:: Instructions to follow ::
Lines before the one containing "# point at: the green moss" are excluded; reproduce that line and all lines after it in the entries below, exactly.

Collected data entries
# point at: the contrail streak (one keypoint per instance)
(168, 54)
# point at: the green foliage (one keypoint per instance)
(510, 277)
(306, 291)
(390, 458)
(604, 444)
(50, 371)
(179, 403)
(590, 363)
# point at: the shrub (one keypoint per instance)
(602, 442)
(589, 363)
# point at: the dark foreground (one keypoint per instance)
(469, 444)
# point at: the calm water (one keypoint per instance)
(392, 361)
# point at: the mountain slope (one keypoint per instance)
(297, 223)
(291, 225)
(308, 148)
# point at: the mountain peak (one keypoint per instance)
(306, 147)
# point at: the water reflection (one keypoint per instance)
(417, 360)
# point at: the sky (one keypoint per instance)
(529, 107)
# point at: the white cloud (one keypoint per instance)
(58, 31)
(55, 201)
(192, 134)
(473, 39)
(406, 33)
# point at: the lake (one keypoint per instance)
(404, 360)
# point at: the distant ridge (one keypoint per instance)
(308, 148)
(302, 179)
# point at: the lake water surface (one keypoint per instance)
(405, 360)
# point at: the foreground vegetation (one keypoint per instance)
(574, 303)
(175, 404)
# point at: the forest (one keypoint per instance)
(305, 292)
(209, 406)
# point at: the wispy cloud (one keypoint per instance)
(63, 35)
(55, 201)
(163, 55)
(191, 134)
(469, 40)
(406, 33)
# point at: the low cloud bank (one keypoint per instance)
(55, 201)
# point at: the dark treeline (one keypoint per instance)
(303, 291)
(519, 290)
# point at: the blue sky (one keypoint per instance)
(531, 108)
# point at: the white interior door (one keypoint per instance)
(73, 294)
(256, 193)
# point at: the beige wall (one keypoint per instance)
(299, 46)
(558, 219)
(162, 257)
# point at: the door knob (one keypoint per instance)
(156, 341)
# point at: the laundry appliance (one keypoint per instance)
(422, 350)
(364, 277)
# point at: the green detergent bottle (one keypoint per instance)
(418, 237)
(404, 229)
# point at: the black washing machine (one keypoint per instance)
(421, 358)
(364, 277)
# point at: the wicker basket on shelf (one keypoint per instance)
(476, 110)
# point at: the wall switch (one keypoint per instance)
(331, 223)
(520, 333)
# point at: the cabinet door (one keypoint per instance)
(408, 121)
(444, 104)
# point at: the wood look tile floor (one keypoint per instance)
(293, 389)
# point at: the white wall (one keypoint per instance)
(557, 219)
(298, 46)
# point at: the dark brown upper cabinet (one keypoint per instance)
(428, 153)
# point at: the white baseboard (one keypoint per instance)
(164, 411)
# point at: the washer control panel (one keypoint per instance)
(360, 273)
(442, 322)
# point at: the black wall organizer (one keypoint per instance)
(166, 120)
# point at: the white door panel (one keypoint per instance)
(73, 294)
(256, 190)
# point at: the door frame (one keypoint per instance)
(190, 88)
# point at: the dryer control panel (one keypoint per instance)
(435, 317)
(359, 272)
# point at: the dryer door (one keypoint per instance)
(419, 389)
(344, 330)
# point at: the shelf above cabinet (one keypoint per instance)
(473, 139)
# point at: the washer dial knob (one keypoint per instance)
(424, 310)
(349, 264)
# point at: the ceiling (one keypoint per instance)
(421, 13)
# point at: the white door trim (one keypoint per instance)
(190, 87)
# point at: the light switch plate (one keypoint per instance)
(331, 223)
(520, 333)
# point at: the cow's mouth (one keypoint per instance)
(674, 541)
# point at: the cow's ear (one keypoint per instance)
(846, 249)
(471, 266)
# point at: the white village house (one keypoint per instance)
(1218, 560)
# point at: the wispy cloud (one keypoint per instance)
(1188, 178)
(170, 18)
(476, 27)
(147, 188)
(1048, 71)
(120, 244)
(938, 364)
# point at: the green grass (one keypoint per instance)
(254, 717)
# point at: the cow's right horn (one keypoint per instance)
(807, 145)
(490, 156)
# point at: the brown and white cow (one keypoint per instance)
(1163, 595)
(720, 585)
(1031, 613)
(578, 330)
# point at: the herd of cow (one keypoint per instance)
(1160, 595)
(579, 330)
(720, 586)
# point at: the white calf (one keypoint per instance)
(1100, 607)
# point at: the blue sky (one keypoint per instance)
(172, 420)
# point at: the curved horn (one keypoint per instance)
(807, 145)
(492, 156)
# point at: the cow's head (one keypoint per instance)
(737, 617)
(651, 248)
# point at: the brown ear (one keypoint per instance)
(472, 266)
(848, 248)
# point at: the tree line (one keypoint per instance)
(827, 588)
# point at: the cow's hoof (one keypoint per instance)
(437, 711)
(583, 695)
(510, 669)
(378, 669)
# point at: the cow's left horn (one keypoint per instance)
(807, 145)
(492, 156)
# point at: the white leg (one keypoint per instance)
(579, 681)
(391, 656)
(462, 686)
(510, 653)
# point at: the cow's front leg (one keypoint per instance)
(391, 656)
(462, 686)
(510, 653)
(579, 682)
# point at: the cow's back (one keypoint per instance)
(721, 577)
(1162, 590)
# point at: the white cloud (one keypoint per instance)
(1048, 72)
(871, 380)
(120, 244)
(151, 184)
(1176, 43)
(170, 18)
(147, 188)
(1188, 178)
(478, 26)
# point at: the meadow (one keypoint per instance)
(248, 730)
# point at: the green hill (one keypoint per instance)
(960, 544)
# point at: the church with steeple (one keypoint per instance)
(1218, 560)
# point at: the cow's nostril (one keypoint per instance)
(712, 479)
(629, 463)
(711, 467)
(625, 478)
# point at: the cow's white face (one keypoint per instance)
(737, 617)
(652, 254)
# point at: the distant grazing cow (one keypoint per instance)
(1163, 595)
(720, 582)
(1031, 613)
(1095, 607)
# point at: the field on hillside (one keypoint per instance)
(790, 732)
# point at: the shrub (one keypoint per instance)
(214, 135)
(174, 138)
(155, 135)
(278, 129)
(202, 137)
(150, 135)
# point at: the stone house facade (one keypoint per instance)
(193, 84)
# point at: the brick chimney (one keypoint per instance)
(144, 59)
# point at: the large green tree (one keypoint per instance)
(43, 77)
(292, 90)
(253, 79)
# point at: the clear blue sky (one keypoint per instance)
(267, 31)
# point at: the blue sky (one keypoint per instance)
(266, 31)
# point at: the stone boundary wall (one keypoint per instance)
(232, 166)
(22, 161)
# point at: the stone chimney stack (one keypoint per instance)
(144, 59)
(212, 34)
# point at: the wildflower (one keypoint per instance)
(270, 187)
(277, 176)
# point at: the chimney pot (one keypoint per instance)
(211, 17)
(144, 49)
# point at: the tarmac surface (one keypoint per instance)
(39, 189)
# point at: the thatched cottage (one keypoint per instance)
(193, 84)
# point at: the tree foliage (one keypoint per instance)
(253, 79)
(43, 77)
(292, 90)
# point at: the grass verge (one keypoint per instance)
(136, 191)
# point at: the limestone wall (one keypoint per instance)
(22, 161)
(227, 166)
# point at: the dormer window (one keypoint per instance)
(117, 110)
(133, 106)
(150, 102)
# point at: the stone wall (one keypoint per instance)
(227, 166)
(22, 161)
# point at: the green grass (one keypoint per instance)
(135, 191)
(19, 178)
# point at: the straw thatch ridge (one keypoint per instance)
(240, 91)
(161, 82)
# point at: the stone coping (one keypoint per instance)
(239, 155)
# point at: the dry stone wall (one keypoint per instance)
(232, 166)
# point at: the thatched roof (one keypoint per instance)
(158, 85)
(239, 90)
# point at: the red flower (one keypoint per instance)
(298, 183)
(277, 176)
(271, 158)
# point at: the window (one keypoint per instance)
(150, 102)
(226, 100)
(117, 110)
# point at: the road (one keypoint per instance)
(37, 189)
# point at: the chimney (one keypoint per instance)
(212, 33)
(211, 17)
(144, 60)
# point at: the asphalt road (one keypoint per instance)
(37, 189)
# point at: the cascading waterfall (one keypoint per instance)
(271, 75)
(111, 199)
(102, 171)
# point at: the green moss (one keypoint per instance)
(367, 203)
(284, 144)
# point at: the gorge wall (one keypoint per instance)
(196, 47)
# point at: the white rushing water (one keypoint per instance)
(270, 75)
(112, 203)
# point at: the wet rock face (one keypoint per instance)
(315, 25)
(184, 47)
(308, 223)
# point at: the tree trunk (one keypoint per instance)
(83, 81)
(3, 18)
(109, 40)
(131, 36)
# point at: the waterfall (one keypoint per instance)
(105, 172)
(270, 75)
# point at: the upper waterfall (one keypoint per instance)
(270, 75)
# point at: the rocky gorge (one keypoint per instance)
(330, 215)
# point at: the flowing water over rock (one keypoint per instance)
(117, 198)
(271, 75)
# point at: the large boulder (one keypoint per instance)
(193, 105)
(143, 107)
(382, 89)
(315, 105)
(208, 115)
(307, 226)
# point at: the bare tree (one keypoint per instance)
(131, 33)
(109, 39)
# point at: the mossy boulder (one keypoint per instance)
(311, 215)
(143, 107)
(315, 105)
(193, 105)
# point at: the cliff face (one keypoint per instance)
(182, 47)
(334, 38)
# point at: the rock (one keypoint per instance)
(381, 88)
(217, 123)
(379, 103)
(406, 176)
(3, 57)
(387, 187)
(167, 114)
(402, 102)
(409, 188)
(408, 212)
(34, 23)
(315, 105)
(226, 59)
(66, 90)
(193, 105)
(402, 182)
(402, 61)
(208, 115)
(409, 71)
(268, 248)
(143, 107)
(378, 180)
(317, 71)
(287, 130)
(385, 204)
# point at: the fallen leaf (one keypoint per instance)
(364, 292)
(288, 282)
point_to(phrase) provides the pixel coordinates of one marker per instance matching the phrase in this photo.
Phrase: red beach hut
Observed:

:: Answer in full ::
# point at: the green moss (one keypoint per instance)
(367, 203)
(284, 144)
# point at: the gorge wall (one keypoint per instance)
(196, 47)
# point at: the white rushing water (one keypoint per instance)
(270, 75)
(112, 203)
# point at: the wet rock face (one keypoint per instance)
(315, 25)
(184, 47)
(308, 223)
# point at: the tree trunk (one keypoint per instance)
(83, 81)
(3, 18)
(109, 40)
(131, 36)
# point at: the waterfall (one keypoint per instance)
(105, 172)
(270, 75)
# point at: the upper waterfall (one keypoint per instance)
(270, 75)
# point at: the rocky gorge (one keypoint per instance)
(330, 215)
# point at: the flowing water over rock (one keypoint per instance)
(117, 198)
(271, 75)
# point at: the large boulder (one keypoint per instance)
(193, 105)
(143, 107)
(382, 89)
(315, 105)
(208, 115)
(307, 226)
# point at: the bare tree (one keypoint per instance)
(131, 33)
(109, 39)
# point at: the mossy boulder (one keypoint per instance)
(311, 215)
(143, 107)
(315, 105)
(193, 105)
# point at: the cliff face (one keypoint per instance)
(182, 47)
(334, 38)
# point at: the rock (one keypoint per instance)
(381, 88)
(217, 123)
(379, 103)
(406, 176)
(3, 57)
(387, 187)
(167, 114)
(402, 102)
(409, 188)
(408, 212)
(34, 23)
(315, 105)
(226, 59)
(66, 90)
(193, 105)
(402, 182)
(402, 61)
(208, 115)
(409, 71)
(268, 248)
(143, 107)
(378, 180)
(317, 71)
(287, 130)
(385, 204)
# point at: the fallen leaf (one keypoint per instance)
(364, 292)
(288, 282)
point_to(phrase) provides the pixel coordinates of one marker per instance matching the phrase in this photo.
Phrase: red beach hut
Observed:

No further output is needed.